Directions> Please copy the data shown below, word for word.

Records drawn from a dataset>
*** Block opens ***

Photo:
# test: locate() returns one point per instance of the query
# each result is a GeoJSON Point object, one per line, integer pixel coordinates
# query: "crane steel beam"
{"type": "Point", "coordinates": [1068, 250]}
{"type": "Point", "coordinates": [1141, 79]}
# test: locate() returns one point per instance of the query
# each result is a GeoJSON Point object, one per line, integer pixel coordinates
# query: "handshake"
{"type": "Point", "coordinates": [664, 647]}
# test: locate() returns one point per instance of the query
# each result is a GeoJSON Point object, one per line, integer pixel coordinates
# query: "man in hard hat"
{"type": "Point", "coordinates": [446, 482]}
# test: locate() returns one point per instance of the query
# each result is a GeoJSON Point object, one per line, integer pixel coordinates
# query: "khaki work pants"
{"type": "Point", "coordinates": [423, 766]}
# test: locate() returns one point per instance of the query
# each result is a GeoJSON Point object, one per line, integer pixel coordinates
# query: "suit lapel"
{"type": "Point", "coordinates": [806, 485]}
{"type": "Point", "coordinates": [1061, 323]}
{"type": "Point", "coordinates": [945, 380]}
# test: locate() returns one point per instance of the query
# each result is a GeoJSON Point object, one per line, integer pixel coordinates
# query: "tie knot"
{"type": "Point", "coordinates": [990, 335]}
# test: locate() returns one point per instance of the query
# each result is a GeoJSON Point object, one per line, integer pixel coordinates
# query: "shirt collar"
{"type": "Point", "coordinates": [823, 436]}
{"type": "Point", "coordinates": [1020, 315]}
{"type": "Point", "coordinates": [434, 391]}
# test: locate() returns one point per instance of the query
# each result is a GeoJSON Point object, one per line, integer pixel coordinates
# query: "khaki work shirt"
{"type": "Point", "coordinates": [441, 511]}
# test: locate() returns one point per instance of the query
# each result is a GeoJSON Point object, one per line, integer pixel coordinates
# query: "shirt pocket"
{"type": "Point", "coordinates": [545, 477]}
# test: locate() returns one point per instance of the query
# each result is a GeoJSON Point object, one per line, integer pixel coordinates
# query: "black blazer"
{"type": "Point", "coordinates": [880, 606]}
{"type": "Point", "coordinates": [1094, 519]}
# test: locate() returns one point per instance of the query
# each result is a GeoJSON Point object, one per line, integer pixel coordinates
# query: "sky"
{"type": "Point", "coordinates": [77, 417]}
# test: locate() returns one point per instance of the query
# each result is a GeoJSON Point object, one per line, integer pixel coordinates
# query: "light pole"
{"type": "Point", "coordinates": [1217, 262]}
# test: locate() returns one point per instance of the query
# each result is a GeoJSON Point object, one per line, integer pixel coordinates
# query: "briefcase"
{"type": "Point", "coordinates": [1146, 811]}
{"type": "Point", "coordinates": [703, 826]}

*** Block closes ***

Answer section>
Photo:
# test: locate() returns one point per instance of the query
# each result is a GeoJSON Point object, one per line, integer pixel coordinates
# query: "crane steel beam"
{"type": "Point", "coordinates": [1068, 250]}
{"type": "Point", "coordinates": [1141, 79]}
# test: locate() returns one point per instance of the query
# each result is a GeoJSON Point object, one per line, integer pixel coordinates
# query: "handshake"
{"type": "Point", "coordinates": [664, 647]}
# test: locate() returns one point per instance of the query
# each result is a GeoJSON Point object, one per line, integer pixel coordinates
# query: "man in hard hat"
{"type": "Point", "coordinates": [446, 482]}
# test: locate() returns one point per instance of the query
# each result is a GeoJSON Point object, one per line, integer pixel coordinates
# query: "khaki work pants"
{"type": "Point", "coordinates": [423, 766]}
# test: locate() returns one point per instance of the query
# each result is a GeoJSON Point object, one per line, integer pixel coordinates
# query: "suit lapel"
{"type": "Point", "coordinates": [806, 485]}
{"type": "Point", "coordinates": [1061, 323]}
{"type": "Point", "coordinates": [945, 380]}
# test: locate() returns one point per instance of the query
# each result is a GeoJSON Point object, one per line, integer pixel coordinates
# query: "tie knot"
{"type": "Point", "coordinates": [990, 335]}
# test: locate() returns one point per instance of the query
# each result is a GeoJSON Point object, one per line, integer pixel coordinates
# query: "shirt collar"
{"type": "Point", "coordinates": [823, 436]}
{"type": "Point", "coordinates": [1020, 315]}
{"type": "Point", "coordinates": [434, 391]}
# test: locate() returns one point per instance of the query
# each result is a GeoJSON Point object, one per line, integer pixel coordinates
# query: "khaki work shirt"
{"type": "Point", "coordinates": [441, 511]}
# test: locate() returns one point per instance of the query
# each result is a GeoJSON Point object, one per line, integer pixel coordinates
# query: "shirt pocket"
{"type": "Point", "coordinates": [545, 477]}
# test: locate() returns one point per instance of the query
# each result is a GeoJSON Point object, one per line, integer pixel coordinates
# query: "black blazer"
{"type": "Point", "coordinates": [880, 606]}
{"type": "Point", "coordinates": [1094, 519]}
# test: locate() returns one point per instance of the query
# each result is a GeoJSON Point object, one per line, integer pixel coordinates
# query: "sky"
{"type": "Point", "coordinates": [77, 417]}
# test: locate() returns one point per instance of the query
# each result is a GeoJSON Point object, one per line, integer pixel coordinates
# query: "light pole"
{"type": "Point", "coordinates": [1217, 262]}
# test: locate() returns one point per instance of the query
# each result is a GeoJSON Point object, one per line, integer pixel coordinates
# query: "briefcase"
{"type": "Point", "coordinates": [1146, 811]}
{"type": "Point", "coordinates": [703, 826]}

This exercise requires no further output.